WHAT YOU NEED TO DO: Extract every line of the material below and reproduce each one word for word.

Excerpts of pointing data

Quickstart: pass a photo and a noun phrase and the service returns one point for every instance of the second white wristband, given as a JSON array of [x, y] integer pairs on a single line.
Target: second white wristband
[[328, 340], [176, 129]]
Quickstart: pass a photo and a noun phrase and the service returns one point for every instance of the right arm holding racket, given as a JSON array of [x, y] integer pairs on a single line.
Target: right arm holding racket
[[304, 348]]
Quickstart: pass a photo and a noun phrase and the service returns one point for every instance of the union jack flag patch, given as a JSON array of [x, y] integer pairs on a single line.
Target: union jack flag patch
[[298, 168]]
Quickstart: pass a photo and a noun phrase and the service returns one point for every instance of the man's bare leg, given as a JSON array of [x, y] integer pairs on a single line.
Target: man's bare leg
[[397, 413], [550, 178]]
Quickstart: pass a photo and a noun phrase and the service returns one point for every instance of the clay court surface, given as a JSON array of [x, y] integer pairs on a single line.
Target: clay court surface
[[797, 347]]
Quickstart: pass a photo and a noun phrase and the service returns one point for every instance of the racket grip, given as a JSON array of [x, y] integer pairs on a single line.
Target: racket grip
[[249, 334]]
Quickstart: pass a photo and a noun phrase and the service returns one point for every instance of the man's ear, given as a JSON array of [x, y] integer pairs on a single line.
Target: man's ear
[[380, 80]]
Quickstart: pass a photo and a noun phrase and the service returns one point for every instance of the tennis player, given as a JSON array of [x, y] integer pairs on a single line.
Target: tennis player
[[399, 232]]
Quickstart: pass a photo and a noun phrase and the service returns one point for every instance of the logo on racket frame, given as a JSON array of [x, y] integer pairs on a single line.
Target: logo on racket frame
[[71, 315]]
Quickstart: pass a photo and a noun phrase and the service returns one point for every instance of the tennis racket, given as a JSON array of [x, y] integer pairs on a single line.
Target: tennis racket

RESPONSE FOR THIS EXERCISE:
Quickstart: pass a photo and a noun phrase and the service returns one point for every instance of the second white wristband, given as a JSON array of [x, y] integer pairs on a single line.
Target: second white wristband
[[328, 340], [176, 129]]
Quickstart: pass a photo and a noun phrase and the service returns one point for every instance of the right arm holding racket, given as a JSON array of [x, y] integer pairs on a single line.
Target: right arm holding racket
[[304, 348]]
Quickstart: pass a photo and a noun phrase and the service returns one point for every instance of the union jack flag patch, given as a JSON array of [x, y] integer pairs on a single line.
Target: union jack flag patch
[[298, 168]]
Quickstart: pass a photo and a noun phrase and the service returns one point for every instance of the man's bare leg, given as a JSON array of [x, y] integer pairs on a single line.
Target: man's bare leg
[[397, 413], [550, 178]]
Quickstart: pass a photo and a noun phrase and the service returns one point for every instance of the clay court surface, given as a JSON array of [x, y] integer pairs on a single line.
Target: clay court surface
[[797, 347]]
Quickstart: pass a photo and a noun phrase and the service returns one point for every instance of the racket grip, given as a JSON array of [x, y] integer pairs on a single line.
Target: racket grip
[[249, 334]]
Quickstart: pass a photo and a noun phrase and the service returns one point for every instance of the man's ear, given as a JSON array of [x, y] integer pairs on a single line.
Target: man's ear
[[380, 80]]
Quickstart: pass a photo and a noun phrase and the service returns one point for every instance of the tennis player, given as a JSON array of [x, y] integer pairs on a single line.
Target: tennis player
[[399, 232]]
Quickstart: pass a photo and a noun phrase and the service returns one point for every instance of the logo on racket frame, given as a JSON array of [x, y] integer pairs on a single line.
Target: logo on racket frame
[[71, 315]]
Quickstart: pass a photo and a noun phrase and the service returns one point for every instance of the tennis racket, given as a JSON array of [x, y] integer pairs on a single line.
Target: tennis racket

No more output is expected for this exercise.